=== RECORD EXTRACTS ===
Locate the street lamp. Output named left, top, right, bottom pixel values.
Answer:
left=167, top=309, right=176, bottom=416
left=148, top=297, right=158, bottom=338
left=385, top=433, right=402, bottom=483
===
WHAT IS EXPECTED. Line by line, reproduce the data exactly as given.

EXERCISE OUTPUT.
Locate the street lamp. Output named left, top, right, bottom pixel values.
Answer:
left=167, top=309, right=176, bottom=416
left=148, top=297, right=158, bottom=338
left=385, top=433, right=402, bottom=483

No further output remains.